■ **Document text**:

•••

Three Amish children were killed and a fourth was critically injured after a car crashed into their horse-drawn buggy on Wednesday, according to the Lansing State Journal.
The collision, which took place in Chester Township, Mich., happened when the children — all of whom were siblings — were traveling home from school around 3:20 p.m.
An elderly man driving a motor vehicle struck the children's buggy from behind, killing three of the siblings and sending the fourth to the hospital. The children were between the ages of six and 13.
"It's a horrible, horrible tragedy," Eaton County Sheriff Tom Reich said. "My heart goes out to the family."
Police have not released the names of the children yet, and Reich said the exact cause of the crash is still under investigation. The elderly man, who has also not yet been identified, was sent to the hospital for evaluation on Wednesday. The fourth child was hospitalized as well but is now considered to be in stable condition.
This is the second crash between a buggy and a motor vehicle to claim lives in Michigan this year. In June, three children — aged two, four and six — were killed after a drunk driver slammed his pickup truck into the back of their carriage.

•••

■ **Information shown**:

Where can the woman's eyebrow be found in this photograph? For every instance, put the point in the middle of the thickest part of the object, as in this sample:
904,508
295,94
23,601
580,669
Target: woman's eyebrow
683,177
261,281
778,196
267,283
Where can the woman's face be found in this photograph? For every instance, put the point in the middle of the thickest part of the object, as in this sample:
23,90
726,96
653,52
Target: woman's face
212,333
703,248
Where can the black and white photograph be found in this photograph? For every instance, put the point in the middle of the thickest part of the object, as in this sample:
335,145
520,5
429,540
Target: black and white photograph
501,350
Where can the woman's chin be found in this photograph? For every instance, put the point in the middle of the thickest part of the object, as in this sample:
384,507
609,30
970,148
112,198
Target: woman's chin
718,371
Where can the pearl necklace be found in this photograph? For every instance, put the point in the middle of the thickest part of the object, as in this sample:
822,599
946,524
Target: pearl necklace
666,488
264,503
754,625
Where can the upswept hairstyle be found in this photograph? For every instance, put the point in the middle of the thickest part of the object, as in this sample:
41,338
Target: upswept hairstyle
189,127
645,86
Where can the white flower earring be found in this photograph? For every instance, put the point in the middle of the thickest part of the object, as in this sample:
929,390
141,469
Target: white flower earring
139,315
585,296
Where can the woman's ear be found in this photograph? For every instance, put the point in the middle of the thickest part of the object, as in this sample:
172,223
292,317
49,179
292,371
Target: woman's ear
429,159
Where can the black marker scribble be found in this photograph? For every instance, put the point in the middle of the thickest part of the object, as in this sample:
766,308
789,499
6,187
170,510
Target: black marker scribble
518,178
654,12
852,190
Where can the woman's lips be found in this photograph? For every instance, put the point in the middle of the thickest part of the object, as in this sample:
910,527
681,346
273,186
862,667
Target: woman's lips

•••

■ **Parts of the exercise**:
(a) In the news report on the Michigan buggy crash, around what time were the children traveling home from school?
(b) Resume the news report on the Michigan buggy crash after its final sentence.
The data has nothing to do with the news report on the Michigan buggy crash.

■ **Answers for the exercise**:
(a) Around 3:20 p.m.

(b)
In that instance, all seven passengers of the buggy — five children and two adults — were tossed from their vehicle. The 21-year-old pickup truck driver was arrested and face multiple charges, including operating while under the influence causing death.
Wednesday's crash caused some to call for legal changes that would help protect buggy drivers in the region.
"I bawled all the way home," Kevin Newton, who said he lives in the area and knew the children killed in the crash, told the Lansing State Journal. "They've got to do something, pass a law or something. They should have more signs out."
Michigan law currently treats horse-drawn buggies similarly to motor vehicles, despite the fact that a driver's license is not required to operate them. There are currently more than 16,000 Amish residents living in Michigan, making it home to the country's sixth-largest Amish population.